▶ Énoncé 1: Dans l'entretien avec Henri Texier, reformulez sous forme de liste le paragraphe qui commence par « Exactement. C'est un groupe qui est né », en conservant ses faits principaux.

▶ Extrait du texte:
Elles ne sont pas si nombreuses que cela les formations européennes à avoir une identité forte, une écriture qu'on reconnaît immédiatement. De son Azur Quartet à son Hope Quartet ou le Sky Dancers Sextet, en passant par le Strada Sextet ou le Nord-Sud Quintet, c'est le cas des différentes formations d'Henri Texier. A 70 ans, le contrebassiste entame une double tournée. Après un passage par l'Autriche et l'Allemagne, il sera présent les prochains jours en Belgique pour le Hello Festival, avec son Hope Quartet. En novembre, il présentera, à Paris mais aussi au festival D'Jazz de Nevers, son nouveau projet : le Sky Dancers Sextet, en hommage à ces Amérindiens, « danseurs du ciel » qui défient le vertige du haut des échafaudages des gratte-ciel à New York. L'occasion d'exprimer sa vision du musicien « citoyen » en prise avec des préoccupations sociétales et de réaffirmer sa volonté de donner une authentique dimension humaine à sa musique.
(Propos recueillis par C. Loxhay)
Le Hope Quartet est né à...L'Improviste...
Exactement. C'est un groupe qui est né à L'Improviste, une péniche transformée en lieu de spectacle, où a eu lieu le premier concert du quartet : c'est un groupe qui est né presque par hasard. Mon fils, Sébastien, avait une carte blanche qui lui permettait de programmer quatre ou cinq concerts dans ce club. Il a eu l'idée de nous réunir : lui à la clarinette et au saxophone alto ; au baryton, Francois Corneloup avec lequel j'ai beaucoup joué dans différents groupes et, à la batterie, Louis Moutin, avec lequel je n'avais jamais joué. François non plus, d'ailleurs. Le concert s'est très bien passé, j'étais à un moment où j'étais en train d'imaginer de rencontrer de nouveaux musiciens. A l'audition des enregistrements réalisés par l'ingénieur du son de L'Improviste, je me suis dit que ce quartet pouvait constituer mon nouveau groupe. L'album, sorti en 2013, s'appelle « At l'Improviste » : c'est l'enregistrement live du premier concert que nous avons fait ensemble. On avait répété la veille, on avait survolé les compositions : ce qui donne à la musique un côté très spontané.

▶ Documents fournis:
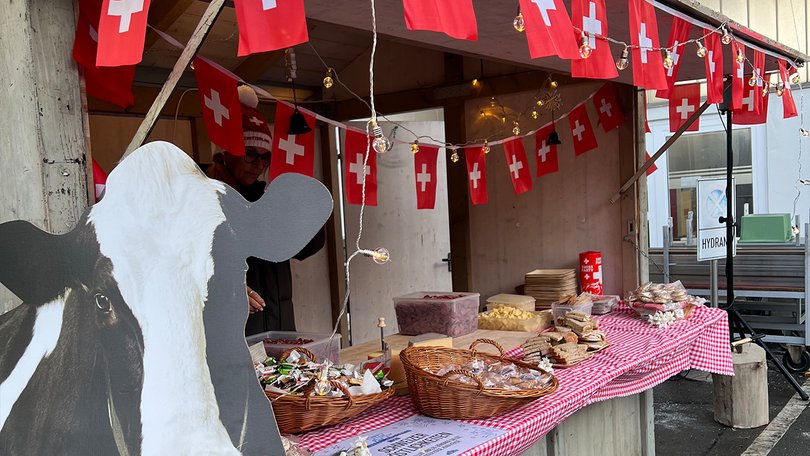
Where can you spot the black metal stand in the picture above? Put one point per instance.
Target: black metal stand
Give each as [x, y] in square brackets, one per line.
[735, 319]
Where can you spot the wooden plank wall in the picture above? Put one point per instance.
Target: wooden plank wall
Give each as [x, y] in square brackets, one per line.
[564, 214]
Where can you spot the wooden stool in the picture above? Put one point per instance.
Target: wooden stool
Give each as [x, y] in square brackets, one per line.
[741, 401]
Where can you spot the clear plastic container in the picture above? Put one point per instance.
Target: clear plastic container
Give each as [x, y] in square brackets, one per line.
[451, 313]
[559, 310]
[604, 304]
[319, 345]
[507, 300]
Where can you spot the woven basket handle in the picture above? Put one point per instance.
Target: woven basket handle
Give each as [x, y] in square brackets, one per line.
[311, 389]
[465, 373]
[487, 341]
[300, 350]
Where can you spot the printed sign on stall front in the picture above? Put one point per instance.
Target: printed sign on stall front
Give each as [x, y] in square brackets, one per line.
[713, 204]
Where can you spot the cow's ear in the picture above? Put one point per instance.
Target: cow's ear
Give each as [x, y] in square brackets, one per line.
[291, 211]
[32, 262]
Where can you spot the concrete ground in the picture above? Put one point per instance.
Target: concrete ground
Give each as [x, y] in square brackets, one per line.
[684, 420]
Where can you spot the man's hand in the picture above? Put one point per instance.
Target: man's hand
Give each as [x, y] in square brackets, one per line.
[255, 302]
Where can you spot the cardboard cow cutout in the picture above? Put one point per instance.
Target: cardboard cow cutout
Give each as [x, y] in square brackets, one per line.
[130, 338]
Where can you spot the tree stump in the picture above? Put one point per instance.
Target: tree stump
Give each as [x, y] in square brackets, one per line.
[741, 401]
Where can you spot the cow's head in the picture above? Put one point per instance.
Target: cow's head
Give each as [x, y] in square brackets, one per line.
[140, 293]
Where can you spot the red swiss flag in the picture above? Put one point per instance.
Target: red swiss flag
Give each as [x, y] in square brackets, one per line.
[121, 32]
[267, 25]
[738, 81]
[222, 112]
[356, 168]
[424, 164]
[547, 162]
[584, 138]
[648, 66]
[683, 102]
[590, 16]
[518, 165]
[788, 103]
[111, 84]
[454, 18]
[678, 35]
[291, 153]
[714, 68]
[549, 29]
[477, 174]
[747, 114]
[610, 116]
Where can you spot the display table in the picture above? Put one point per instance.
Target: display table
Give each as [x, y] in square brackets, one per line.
[640, 357]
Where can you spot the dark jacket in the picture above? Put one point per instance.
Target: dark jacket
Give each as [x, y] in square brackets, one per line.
[273, 281]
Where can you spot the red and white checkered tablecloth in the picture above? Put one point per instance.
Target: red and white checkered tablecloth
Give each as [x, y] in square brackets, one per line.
[640, 357]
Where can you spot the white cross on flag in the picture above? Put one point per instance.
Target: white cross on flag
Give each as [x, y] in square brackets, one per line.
[219, 99]
[547, 162]
[549, 30]
[678, 35]
[424, 164]
[714, 68]
[738, 81]
[268, 25]
[291, 153]
[477, 174]
[518, 165]
[591, 17]
[648, 66]
[121, 32]
[788, 103]
[355, 149]
[606, 104]
[581, 130]
[684, 100]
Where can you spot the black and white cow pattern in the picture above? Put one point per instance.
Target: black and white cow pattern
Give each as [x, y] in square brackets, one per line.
[130, 336]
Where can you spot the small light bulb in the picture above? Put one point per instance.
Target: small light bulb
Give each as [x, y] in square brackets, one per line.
[726, 39]
[668, 63]
[381, 144]
[702, 51]
[584, 48]
[518, 23]
[624, 60]
[327, 80]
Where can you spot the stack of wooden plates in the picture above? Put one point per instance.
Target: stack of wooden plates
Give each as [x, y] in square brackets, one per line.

▶ Énoncé 2: Réécrivez les entrées, depuis celle qui contient « Where can you spot the dark » jusqu'à la fin des entrées, en remplaçant partout « Put one point per instance » par « Mark each instance with one point », sans rien modifier d'autre.

▶ Réponse finale 1:
- Le groupe est né presque par hasard à L'Improviste, une péniche transformée en lieu de spectacle, où il a donné son premier concert.
- Mon fils Sébastien avait une carte blanche pour programmer quatre ou cinq concerts dans ce club. C'est lui qui a eu l'idée de nous réunir.
- La formation comprend Sébastien à la clarinette et au saxophone alto, ainsi que François Corneloup au baryton, avec qui j'avais beaucoup joué.
- Louis Moutin tient la batterie. Ni François ni moi n'avions jamais joué avec lui.
- Le concert s'est très bien passé, à un moment où je songeais à rencontrer de nouveaux musiciens.
- Après avoir écouté les enregistrements de l'ingénieur du son de L'Improviste, j'ai décidé d'en faire mon nouveau groupe.
- L'album « At l'Improviste », sorti en 2013, est l'enregistrement live de ce premier concert.
- Nous avions seulement survolé les compositions lors d'une répétition la veille, ce qui donne à la musique un côté très spontané.

▶ Réponse finale 2:
Where can you spot the dark jacket in the picture above? Mark each instance with one point.
Target: dark jacket
Give each as [x, y] in square brackets, one per line.
[273, 281]
Where can you spot the red and white checkered tablecloth in the picture above? Mark each instance with one point.
Target: red and white checkered tablecloth
Give each as [x, y] in square brackets, one per line.
[640, 357]
Where can you spot the white cross on flag in the picture above? Mark each instance with one point.
Target: white cross on flag
Give each as [x, y] in square brackets, one per line.
[219, 99]
[547, 162]
[549, 30]
[678, 35]
[424, 164]
[714, 68]
[738, 81]
[268, 25]
[291, 153]
[477, 174]
[518, 165]
[591, 17]
[648, 66]
[121, 32]
[788, 103]
[355, 149]
[606, 104]
[581, 130]
[684, 100]
Where can you spot the black and white cow pattern in the picture above? Mark each instance with one point.
Target: black and white cow pattern
Give each as [x, y] in square brackets, one per line.
[130, 336]
Where can you spot the small light bulb in the picture above? Mark each instance with one point.
Target: small light bulb
Give each as [x, y] in square brackets, one per line.
[726, 39]
[668, 63]
[381, 144]
[702, 51]
[584, 48]
[518, 23]
[624, 60]
[327, 80]
Where can you spot the stack of wooden plates in the picture above? Mark each instance with one point.
Target: stack of wooden plates
Give each as [x, y] in square brackets, one per line.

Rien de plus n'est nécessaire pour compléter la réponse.